-- Start of RECORDS SHOWN --
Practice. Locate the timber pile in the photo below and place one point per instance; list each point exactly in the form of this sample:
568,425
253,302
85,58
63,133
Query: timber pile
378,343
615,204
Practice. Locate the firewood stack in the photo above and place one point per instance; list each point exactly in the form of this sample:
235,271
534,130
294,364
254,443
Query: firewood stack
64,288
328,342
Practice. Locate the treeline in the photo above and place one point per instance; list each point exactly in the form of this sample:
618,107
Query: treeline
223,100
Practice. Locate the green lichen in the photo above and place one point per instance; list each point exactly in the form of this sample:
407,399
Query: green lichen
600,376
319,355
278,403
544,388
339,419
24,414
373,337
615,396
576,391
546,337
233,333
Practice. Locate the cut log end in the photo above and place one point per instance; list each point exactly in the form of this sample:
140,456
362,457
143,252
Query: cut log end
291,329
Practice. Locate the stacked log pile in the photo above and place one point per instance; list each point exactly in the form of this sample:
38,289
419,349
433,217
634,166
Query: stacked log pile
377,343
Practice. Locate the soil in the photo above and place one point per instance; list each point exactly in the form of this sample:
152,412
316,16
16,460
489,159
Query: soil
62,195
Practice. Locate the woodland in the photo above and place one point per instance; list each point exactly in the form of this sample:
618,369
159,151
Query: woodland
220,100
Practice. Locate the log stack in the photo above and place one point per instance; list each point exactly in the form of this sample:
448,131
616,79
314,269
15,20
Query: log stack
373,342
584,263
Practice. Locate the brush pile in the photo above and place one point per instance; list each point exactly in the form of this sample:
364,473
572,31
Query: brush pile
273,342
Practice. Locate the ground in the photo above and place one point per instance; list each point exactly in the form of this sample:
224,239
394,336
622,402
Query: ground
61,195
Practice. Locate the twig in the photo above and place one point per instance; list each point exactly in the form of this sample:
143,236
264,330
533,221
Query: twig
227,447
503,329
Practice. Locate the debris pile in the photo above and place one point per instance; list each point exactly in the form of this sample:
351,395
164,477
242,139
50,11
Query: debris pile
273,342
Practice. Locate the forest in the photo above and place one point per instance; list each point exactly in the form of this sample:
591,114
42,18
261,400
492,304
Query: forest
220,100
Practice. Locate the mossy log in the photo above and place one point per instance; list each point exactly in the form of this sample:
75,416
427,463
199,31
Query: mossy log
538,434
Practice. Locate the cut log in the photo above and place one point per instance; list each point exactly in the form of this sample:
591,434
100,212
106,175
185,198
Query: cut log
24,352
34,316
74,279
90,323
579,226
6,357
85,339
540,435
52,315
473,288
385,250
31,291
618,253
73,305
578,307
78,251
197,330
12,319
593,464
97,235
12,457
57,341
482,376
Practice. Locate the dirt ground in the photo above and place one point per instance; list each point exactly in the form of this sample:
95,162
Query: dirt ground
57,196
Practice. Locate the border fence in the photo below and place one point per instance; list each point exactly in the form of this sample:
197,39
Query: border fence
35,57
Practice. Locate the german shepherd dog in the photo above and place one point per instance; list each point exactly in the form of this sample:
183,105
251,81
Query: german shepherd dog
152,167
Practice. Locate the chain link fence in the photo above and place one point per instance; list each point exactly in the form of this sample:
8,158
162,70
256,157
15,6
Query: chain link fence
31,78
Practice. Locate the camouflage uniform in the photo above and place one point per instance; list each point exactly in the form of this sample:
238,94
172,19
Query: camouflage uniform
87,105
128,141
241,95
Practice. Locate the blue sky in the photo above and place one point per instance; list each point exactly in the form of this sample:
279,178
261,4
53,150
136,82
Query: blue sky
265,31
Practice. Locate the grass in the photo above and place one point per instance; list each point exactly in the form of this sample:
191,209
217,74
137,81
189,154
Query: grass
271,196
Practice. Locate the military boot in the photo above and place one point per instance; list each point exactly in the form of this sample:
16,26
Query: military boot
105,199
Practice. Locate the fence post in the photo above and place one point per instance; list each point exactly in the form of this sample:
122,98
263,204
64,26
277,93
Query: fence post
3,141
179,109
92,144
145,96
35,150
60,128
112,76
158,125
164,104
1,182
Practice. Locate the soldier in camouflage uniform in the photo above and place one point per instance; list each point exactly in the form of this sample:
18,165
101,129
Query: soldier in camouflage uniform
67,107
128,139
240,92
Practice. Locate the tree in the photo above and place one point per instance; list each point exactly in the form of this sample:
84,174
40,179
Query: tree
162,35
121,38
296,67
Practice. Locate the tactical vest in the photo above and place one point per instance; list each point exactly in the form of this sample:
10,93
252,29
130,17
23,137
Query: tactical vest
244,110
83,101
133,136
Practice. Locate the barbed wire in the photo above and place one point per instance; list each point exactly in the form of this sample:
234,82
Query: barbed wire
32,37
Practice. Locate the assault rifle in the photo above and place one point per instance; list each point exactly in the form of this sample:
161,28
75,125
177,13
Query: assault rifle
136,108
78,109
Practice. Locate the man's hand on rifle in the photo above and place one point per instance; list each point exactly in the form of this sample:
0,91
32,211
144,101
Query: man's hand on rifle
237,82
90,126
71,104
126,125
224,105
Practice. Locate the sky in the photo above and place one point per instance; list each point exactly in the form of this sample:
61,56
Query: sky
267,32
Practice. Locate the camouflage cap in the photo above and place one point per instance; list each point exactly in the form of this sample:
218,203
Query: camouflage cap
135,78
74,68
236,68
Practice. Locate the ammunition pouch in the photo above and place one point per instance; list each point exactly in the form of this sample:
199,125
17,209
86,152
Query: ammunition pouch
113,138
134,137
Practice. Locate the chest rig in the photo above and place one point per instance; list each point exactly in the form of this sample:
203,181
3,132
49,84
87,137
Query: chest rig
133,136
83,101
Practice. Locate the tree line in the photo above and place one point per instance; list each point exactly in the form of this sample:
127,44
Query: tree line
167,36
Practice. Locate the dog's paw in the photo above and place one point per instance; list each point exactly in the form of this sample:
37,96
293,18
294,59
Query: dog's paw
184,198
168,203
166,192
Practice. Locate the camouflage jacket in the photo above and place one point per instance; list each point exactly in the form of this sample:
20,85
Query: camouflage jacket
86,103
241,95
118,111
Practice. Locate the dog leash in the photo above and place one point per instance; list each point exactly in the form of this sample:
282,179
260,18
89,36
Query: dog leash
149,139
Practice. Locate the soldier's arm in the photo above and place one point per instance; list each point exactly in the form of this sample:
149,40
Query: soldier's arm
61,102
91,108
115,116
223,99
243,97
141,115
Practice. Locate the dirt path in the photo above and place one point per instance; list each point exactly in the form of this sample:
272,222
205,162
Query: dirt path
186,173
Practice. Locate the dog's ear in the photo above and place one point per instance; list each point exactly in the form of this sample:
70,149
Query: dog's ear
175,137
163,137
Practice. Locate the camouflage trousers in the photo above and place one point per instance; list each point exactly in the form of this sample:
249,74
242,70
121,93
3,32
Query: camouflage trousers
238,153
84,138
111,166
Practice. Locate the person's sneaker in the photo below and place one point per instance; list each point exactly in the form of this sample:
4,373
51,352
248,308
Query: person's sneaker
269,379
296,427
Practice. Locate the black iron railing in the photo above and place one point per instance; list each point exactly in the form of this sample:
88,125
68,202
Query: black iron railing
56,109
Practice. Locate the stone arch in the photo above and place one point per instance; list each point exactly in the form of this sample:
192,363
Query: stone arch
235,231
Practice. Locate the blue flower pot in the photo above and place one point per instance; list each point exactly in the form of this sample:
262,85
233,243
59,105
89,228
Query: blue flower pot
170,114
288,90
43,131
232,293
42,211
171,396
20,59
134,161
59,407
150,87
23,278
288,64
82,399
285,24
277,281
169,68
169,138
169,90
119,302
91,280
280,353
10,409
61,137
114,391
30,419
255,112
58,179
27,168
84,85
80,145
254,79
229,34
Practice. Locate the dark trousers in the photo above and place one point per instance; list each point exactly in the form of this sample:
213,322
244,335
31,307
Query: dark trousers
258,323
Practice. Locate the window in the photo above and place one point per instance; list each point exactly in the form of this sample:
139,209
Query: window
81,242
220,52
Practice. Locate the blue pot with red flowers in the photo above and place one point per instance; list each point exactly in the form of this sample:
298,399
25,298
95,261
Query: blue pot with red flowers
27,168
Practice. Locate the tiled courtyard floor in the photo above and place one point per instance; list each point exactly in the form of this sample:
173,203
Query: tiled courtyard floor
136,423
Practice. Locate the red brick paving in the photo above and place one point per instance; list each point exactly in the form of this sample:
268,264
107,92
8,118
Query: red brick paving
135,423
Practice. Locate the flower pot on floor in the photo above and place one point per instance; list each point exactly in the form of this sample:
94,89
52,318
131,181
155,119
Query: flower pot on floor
-- End of RECORDS SHOWN --
**WORK TO COMPLETE**
Quote every line from the line containing "Practice. Locate the tiled" through the closing line of the listing, including both.

**RESPONSE BELOW**
Practice. Locate the tiled courtyard floor in the photo above and place one point per instance; list each point exactly in the form of this sample:
173,203
Query: tiled courtyard floor
136,423
Practice. Locate the red brick paving in the photo above and place one point per instance; list each point exactly in the form of this sample:
268,264
107,92
8,118
Query: red brick paving
135,423
Practice. Locate the flower pot on floor in the photo above and place one point per instance; list each point exactly in the form of this sample:
94,89
52,318
131,181
155,119
Query: flower pot on floor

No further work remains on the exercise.